What you will do:
A. In the discussion of Bottle's after_request hook, how many lines after the returned HTTPResponse is applied is the hook called?
B. Rewrite the records from the line containing "In this photo, where can the black top" through the end of the records, both ends included, replacing "black" with "dark" and keeping everything else unchanged. Give only those lines.

Was that a typo? Do you mean 'will be applied to the thread-locdal 'bottle.response' ? After all, the headers I'm trying to set in the after_request hook is on bottle.response

Yes that was a typo.

By 'applied' I mean that all state from the returned HTTPResponse is copied to the global `bottle.request` instance, overwriting any existing state. This is the desired behavior, as mixing these two would not make much sense.
Are you implying that returning HTTPResponse, and letting the after_request hook set the header via bottle.response will work?

Yes, but as I said, only in the master branch.

The returned HTTPResponse is applied here: https://github.com/bottlepy/bottle/blob/master/bottle.py#L1009

The after_request hook is called two lines after that.

The apply method is defined here: https://github.com/bottlepy/bottle/blob/master/bottle.py#L1953

But that's not what I observe. What I observe is that: if I set up a breakpoint on where bottle.response is referenced in after_hook, its 'body' attribtue contains '' (default), while my HTTPResponse had a non-empty body set. This implies to me that the HTTPResponse object was not being referenced to in the after_request hook.

I'd assume you are using bottle-0.12 then.

Supplied information:
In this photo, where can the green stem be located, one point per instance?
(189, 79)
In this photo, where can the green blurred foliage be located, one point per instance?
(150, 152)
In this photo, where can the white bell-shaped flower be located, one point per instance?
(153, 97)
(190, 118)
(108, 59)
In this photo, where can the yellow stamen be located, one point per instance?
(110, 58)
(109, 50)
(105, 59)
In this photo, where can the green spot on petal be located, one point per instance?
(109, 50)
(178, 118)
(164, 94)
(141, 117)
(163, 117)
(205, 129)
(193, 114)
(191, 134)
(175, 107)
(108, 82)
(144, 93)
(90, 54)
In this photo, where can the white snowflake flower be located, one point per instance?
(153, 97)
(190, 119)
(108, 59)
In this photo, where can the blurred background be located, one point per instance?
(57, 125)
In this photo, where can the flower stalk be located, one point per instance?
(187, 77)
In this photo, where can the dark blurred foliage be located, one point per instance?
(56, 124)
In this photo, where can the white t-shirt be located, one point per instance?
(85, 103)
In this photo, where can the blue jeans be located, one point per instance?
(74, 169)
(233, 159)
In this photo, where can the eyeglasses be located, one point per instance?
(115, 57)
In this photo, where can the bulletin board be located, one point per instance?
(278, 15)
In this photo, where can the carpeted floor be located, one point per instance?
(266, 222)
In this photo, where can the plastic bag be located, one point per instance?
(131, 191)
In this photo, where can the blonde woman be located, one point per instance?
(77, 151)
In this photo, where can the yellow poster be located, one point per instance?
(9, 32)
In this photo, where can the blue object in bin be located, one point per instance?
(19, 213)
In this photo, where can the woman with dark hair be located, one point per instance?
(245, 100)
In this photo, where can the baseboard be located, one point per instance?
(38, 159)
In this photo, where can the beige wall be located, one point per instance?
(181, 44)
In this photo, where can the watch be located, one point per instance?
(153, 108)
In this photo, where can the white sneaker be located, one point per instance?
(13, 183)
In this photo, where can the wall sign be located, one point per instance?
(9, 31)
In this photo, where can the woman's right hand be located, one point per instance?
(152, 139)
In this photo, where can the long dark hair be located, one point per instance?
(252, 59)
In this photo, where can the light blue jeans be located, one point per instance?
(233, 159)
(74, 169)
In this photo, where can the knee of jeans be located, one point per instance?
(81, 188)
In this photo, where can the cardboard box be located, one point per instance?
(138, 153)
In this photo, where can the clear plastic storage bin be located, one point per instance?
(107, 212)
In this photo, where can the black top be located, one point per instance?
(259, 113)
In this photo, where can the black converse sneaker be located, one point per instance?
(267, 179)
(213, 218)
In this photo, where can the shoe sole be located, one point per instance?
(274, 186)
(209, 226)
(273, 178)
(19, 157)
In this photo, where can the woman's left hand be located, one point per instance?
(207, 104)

Answers to the exercise:
A. Two lines after.

B.
In this photo, where can the dark top be located, one point per instance?
(259, 113)
In this photo, where can the dark converse sneaker be located, one point per instance?
(267, 179)
(213, 218)
In this photo, where can the shoe sole be located, one point per instance?
(274, 186)
(209, 226)
(273, 178)
(19, 157)
In this photo, where can the woman's left hand be located, one point per instance?
(207, 104)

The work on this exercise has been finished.